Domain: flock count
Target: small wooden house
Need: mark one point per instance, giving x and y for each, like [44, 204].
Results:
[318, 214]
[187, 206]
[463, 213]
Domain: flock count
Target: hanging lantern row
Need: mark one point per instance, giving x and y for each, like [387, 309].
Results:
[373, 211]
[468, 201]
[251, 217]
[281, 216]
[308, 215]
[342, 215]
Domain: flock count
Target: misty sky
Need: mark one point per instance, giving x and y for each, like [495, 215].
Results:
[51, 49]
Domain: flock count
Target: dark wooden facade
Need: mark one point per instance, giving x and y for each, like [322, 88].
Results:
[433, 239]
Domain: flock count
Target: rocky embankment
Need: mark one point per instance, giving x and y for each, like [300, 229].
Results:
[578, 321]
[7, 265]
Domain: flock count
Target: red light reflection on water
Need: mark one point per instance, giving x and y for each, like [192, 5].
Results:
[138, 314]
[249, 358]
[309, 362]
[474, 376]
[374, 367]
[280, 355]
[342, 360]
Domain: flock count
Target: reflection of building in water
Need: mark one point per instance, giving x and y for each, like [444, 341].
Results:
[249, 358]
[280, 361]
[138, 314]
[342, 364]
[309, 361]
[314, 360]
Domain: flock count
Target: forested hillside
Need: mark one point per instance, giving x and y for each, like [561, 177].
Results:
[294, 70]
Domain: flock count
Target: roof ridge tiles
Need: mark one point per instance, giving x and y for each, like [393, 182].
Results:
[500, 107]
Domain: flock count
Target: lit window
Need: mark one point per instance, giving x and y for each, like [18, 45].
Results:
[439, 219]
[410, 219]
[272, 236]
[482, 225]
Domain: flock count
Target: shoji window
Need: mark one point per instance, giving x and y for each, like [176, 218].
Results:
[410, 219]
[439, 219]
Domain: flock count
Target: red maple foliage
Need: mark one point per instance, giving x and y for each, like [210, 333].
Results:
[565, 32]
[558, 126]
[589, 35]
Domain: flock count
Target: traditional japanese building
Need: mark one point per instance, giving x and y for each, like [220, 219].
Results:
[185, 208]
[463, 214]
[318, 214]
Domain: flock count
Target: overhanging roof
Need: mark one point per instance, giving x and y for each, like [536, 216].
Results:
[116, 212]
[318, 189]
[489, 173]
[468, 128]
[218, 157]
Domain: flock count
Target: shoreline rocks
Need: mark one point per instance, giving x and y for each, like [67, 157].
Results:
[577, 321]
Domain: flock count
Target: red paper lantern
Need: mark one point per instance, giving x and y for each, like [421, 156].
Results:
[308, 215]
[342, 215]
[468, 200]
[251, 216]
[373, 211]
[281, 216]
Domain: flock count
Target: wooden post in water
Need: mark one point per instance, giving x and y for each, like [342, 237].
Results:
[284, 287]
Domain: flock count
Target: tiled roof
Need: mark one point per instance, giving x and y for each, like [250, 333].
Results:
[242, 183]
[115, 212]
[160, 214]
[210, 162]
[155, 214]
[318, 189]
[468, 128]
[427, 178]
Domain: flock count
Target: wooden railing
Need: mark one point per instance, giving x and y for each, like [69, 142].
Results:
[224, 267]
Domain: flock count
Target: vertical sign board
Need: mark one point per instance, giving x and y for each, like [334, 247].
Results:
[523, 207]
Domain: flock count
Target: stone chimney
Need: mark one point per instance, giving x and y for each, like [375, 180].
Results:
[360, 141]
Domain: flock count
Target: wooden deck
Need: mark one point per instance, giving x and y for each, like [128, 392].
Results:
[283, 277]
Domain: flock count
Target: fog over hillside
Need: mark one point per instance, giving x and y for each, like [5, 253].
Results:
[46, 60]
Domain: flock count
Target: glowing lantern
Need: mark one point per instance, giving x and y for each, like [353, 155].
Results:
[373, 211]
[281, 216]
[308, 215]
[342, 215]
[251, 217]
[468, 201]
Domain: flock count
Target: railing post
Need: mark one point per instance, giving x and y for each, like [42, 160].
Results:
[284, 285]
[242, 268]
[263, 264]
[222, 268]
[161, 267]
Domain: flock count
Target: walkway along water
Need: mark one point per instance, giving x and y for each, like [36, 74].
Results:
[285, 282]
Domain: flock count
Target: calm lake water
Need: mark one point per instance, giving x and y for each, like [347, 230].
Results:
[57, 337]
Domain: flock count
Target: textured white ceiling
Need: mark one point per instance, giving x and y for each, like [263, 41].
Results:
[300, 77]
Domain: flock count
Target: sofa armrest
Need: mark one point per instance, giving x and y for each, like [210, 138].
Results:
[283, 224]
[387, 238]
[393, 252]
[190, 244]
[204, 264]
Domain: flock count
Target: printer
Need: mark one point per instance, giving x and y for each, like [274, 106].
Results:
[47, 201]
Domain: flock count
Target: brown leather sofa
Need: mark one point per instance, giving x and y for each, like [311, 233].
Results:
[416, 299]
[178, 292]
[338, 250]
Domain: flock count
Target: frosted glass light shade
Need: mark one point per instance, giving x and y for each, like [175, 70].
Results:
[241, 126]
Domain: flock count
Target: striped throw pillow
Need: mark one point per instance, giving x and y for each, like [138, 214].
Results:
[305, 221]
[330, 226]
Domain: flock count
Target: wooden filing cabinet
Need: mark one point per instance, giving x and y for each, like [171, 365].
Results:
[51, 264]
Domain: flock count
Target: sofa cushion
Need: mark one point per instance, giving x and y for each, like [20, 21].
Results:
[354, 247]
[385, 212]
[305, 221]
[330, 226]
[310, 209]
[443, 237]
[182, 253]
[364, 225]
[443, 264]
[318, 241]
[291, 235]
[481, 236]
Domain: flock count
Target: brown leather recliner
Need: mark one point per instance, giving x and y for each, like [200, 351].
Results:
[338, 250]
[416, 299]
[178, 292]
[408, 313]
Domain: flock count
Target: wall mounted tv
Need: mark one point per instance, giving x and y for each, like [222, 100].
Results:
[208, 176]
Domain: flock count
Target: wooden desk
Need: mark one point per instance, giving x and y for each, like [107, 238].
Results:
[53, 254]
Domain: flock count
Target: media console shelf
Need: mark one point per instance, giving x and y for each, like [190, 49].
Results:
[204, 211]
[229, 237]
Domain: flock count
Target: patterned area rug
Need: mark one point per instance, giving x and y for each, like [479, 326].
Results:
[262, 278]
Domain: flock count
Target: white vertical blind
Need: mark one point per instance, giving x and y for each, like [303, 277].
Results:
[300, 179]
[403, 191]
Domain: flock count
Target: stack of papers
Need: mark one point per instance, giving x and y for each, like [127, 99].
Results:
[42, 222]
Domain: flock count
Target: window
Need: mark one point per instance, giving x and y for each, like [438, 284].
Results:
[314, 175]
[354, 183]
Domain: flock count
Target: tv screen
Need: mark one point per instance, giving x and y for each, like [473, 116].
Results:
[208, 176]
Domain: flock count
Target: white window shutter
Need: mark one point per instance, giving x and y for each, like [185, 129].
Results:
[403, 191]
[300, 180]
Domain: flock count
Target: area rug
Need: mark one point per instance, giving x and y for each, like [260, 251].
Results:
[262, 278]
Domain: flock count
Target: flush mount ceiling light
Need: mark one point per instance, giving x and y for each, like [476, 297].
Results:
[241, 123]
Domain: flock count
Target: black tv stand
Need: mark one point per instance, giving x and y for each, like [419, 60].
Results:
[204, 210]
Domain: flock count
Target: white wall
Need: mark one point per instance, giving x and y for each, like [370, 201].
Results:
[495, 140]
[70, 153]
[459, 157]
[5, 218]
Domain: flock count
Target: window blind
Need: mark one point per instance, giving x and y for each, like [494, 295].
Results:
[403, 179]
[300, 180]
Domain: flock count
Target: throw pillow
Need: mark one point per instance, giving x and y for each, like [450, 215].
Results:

##########

= How to complete this task =
Reproduce exactly the lines above from the line with "like [561, 177]." to the line with "like [536, 216].", including both, and add nothing.

= Response =
Need: mark one point per instance, giving x and y for each, like [561, 177].
Results:
[294, 70]
Domain: flock count
Target: roof ridge tiles
Need: mark one point per instance, giving x and y for each, like [393, 182].
Results:
[500, 107]
Domain: flock count
Target: lit window
Need: mark one point per instance, giving x and y for each, like [18, 45].
Results:
[439, 219]
[410, 219]
[272, 236]
[482, 225]
Domain: flock count
Target: shoji window
Need: mark one point per instance, giving x and y for each, like [176, 218].
Results:
[410, 219]
[439, 219]
Domain: flock count
Target: red maple foliage
Need: mark one point per instance, giving x and y for each, like [210, 333].
Results:
[565, 32]
[558, 126]
[589, 35]
Domain: flock count
Target: traditional japanese building
Need: mark one point per instance, giving x and y for each, like [220, 219].
Results:
[185, 208]
[463, 214]
[318, 214]
Domain: flock count
Target: overhanging roof
Need: mark one point per instance, giving x and y for each, like [536, 216].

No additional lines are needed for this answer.